* Text section
One counterintuitive relation from the correlation matrix is that while sodium is strongly positively related with total fat, sugar is weakly negatively related. Personally, I have assumed that higher amount of sugar would also lead to higher fat. Let’s take a closer look at the relation between Total Fat and Sugar.

fastfood %>% 
  ggplot(aes(x=Sugar_g, y=Total_Fat_g)) + 
  geom_jitter(width = 0.5, size = 1) +
  geom_smooth(method = "lm", se =F, col="red") +
  labs(title = "Total Fat (g) vs. Sugar (g)")

From the graph, there seems to be 3 relationships going on. One group of data has the relationship that Total Fat increases regardless of Sugar. The second group of data has the relationship as Sugar increases, Total Fat also increases. The third group has the relationship where Total Fat doesn’t change as Sugar increases. After taking a look at the data, I realize the third group comes mainly from menus that are marked as nonfat and the first group comes from high fat menus, such as pizza or fried chickens. The correlation is dominated by the number of 3rd group, which leads to the negative relationship we saw earlier. To see a better relationship, let’s draw the 3 relationships independently.

df <- fastfood %>% 
  select(Total_Fat_g, Sugar_g) %>% 
  mutate(Group = case_when(Sugar_g<15 ~ 1,
                           Total_Fat_g<3 ~ 2,
                           TRUE ~ 3)) %>% 
  mutate(Group = factor(Group))

* Stated goal
Take the fast-food nutrition analysis above further, picking up after its last line of code, which assigns each menu item to one of three groups.

* Information given
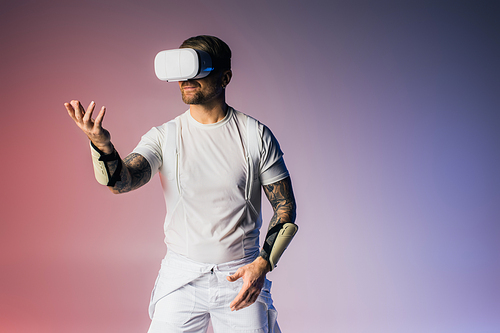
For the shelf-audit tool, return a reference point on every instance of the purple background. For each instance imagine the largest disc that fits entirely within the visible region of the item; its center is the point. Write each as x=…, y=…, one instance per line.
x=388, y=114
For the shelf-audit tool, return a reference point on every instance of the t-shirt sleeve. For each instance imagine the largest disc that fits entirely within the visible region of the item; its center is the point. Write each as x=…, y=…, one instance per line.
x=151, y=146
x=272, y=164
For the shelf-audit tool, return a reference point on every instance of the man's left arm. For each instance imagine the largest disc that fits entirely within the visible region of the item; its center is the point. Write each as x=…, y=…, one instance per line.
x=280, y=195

* * *

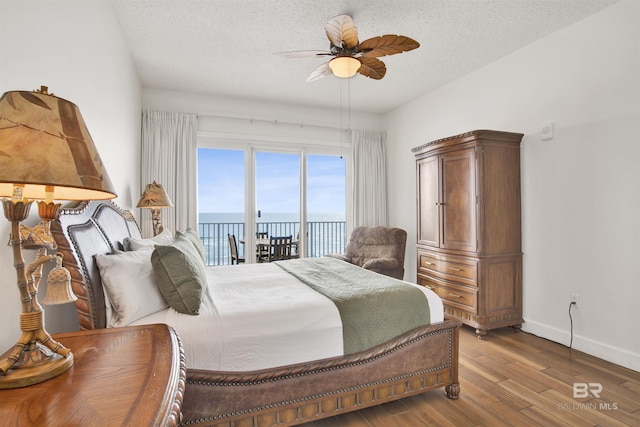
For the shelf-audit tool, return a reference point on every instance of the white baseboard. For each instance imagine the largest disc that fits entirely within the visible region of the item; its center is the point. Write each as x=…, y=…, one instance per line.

* The response
df %>% 
  ggplot(aes(x=Sugar_g, y=Total_Fat_g, color=Group)) + 
  geom_point(alpha=0.6) +
  labs(title = "Total Fat (g) vs. Sugar (g)") +
  geom_smooth(method = "lm", se =F, alpha=0.6) +
  scale_color_manual(values=c("#69b3a2","deepskyblue","grey"),
                     labels=c("High Fat Low Calories",
                              "Low Fat High Sugar",
                              "Other"))

Model Setup

Now that having a better idea of how our data looks like we can finally build and train our models!

Data Split

First thing to do is to split our data into training and testing set. On the training data, we should also create folds for cross validation to deal with the imbalanced dataset. Also, remember to set the seed so that other people can reproduce our results! We also verify at the end that the training and testing data are split properly according to the 0.7 proportion we specified.

set.seed(1105)
fastfood_split <- initial_split(fastfood, prop = 0.7, strata = Company)
fastfood_train <- training(fastfood_split)
fastfood_test <- testing(fastfood_split)
fastfood_folds <- vfold_cv(fastfood_train, v = 7, strata=Company)
c(nrow(fastfood_train)/nrow(fastfood), nrow(fastfood_test)/nrow(fastfood))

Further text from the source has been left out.